WHAT IS REQUIRED: Give every line of the entries below as a numbered list, leaving out blank lines.

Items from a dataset
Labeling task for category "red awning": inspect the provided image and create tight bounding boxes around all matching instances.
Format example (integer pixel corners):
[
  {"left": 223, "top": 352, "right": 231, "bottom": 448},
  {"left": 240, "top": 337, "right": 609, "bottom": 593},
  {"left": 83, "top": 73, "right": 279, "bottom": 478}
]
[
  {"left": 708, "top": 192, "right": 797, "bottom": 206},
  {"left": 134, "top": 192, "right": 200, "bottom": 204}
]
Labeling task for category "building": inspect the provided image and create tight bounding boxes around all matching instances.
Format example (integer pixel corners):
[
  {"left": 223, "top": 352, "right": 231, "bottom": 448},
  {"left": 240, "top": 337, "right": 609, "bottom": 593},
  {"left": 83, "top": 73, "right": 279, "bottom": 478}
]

RESULT OF THIS TASK:
1. Labeling task for category "red awning": inspect the provided image and create tight bounding boxes around all matching instances.
2. Format example (integer pixel corners):
3. [
4.   {"left": 223, "top": 352, "right": 231, "bottom": 448},
5.   {"left": 240, "top": 337, "right": 609, "bottom": 593},
6.   {"left": 83, "top": 73, "right": 279, "bottom": 478}
7. ]
8. [
9.   {"left": 708, "top": 192, "right": 797, "bottom": 206},
10.   {"left": 134, "top": 192, "right": 200, "bottom": 204}
11. ]
12. Labeling task for category "building": inspect the provided image and create tight bounding boxes around all matching instances.
13. Format example (integer pixel corners):
14. [
15.   {"left": 223, "top": 352, "right": 231, "bottom": 448},
16.   {"left": 240, "top": 337, "right": 609, "bottom": 593},
17.   {"left": 83, "top": 73, "right": 279, "bottom": 478}
18. ]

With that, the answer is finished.